◆ **TASKS TO COMPLETE**
• A. List every word that the passage on giving back places in single quotation marks, giving each word once.
• B. Update the passage on giving back from "Ask any woman" up to and including "of the recipient.", replacing "gift" with "present" throughout that span.
*** PROVIDED TEXT
My perspective/position in the conversation was that there was nothing that ‘obligated’ J&J members, either as a collective or as individuals, to give back to “the community”. My problem with this is that everybody says this, but nobody can tell me “why”. What “why”? The why people ‘have’ to give back? Inside of that ‘have’ lay the division between many people.

So, of course the topic turned to Oprah and her billions. This guy said that Oprah was obligated to give back. I asked to whom and why? He started talking about the ‘community’ again and couldn’t tell me why she should give back. My problem with the ‘why’ anyone ‘should’ give back moreso lay in that people assume that the ‘should’ is a fact of nature, and not an individual perspective about things.

My counter argument was that no people can lay claim to the fruits of Oprah’s labor. She doesn’t have to give back based on some abstract idealized community (or the aim toward thereof). She doesn’t have to give to anyone or anything. She made it, she can do with it what she pleases. That doesn’t mean that I don’t think that her or anyone being generous is a bad thing. My position is the assumption of obligation and duty constrict the true nature of giving. If someone asks for a lollipop and you give it to them, is it a gift or a fulfilled request?

Ask any woman what she would like more: a man to give her a gift out of his own generosity, or a man giving her a gift because she asked for it. I’m sure it would be close to unanimous that the woman would choose the giving out of the pleasure of giving, not to fulfill a request. So I’m all for generosity, but only if it’s initiated on the part of the donor, not on the part of the recipient.

The problem with my notion isn’t that it’s idealized, the problem is that there are a lot of seemingly needy people asking for, looking for and wanting gifts that they neither earn nor deserve. So what happens? People who think like me, and who are rich, are turned off of giving because their gifts aren’t received as gifts, they’re received as someone’s just due. And why would I give you something if you think you deserve it?
******
*** RECORDED INFORMATION
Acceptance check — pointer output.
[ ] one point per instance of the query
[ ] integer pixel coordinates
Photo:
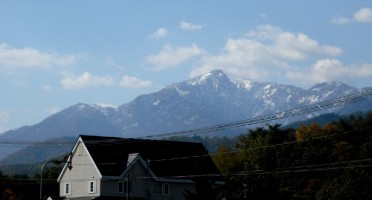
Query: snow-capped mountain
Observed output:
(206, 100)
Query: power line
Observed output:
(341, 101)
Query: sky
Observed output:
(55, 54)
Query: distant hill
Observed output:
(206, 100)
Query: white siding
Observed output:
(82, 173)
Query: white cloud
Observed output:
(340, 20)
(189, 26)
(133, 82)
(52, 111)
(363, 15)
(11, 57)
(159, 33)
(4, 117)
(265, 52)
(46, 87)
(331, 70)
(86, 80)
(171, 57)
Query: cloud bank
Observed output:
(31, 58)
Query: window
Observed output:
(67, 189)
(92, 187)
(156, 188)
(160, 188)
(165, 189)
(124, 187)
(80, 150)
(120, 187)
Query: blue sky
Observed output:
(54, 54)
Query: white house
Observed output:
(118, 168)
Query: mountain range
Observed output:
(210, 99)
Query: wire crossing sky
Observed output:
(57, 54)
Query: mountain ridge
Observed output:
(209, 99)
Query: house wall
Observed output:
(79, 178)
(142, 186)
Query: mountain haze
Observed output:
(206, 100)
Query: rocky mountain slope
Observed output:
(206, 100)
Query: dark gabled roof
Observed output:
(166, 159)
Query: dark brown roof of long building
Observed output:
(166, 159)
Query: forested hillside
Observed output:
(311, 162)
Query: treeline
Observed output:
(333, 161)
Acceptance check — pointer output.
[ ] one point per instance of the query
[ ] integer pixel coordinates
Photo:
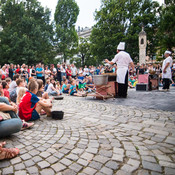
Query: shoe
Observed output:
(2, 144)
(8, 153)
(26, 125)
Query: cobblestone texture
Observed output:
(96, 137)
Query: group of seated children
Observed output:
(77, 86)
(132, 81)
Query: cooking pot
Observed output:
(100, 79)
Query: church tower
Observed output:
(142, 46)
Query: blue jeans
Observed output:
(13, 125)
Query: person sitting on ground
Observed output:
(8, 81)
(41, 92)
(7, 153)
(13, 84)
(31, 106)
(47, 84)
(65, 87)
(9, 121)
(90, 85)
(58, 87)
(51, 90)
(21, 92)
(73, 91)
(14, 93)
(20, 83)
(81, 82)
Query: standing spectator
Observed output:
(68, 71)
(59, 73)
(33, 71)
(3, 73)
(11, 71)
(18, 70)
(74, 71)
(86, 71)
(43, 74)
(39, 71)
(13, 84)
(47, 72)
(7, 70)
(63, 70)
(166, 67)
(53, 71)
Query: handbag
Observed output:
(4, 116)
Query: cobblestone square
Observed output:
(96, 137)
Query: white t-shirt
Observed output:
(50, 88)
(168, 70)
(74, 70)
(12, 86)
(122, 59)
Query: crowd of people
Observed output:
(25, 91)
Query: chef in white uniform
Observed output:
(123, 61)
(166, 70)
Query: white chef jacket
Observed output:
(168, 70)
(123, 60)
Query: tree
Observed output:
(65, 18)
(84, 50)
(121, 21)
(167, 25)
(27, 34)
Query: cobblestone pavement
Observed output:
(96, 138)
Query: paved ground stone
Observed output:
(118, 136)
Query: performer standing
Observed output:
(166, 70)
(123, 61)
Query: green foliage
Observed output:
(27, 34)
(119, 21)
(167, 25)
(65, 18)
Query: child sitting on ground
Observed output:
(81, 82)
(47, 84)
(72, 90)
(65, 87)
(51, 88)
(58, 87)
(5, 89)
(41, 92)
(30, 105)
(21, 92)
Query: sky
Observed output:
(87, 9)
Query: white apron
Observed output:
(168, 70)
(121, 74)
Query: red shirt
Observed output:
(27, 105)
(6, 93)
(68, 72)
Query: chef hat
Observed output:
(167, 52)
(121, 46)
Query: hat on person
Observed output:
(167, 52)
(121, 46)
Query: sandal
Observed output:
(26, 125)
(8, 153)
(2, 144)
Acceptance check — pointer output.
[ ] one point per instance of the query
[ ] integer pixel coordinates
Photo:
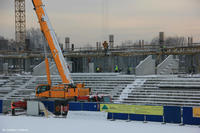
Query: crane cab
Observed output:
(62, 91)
******
◆ **ANSWER LIST**
• A. obligated, have, community, why, should

• B.
Ask any woman what she would like more: a man to give her a present out of his own generosity, or a man giving her a present because she asked for it. I’m sure it would be close to unanimous that the woman would choose the giving out of the pleasure of giving, not to fulfill a request. So I’m all for generosity, but only if it’s initiated on the part of the donor, not on the part of the recipient.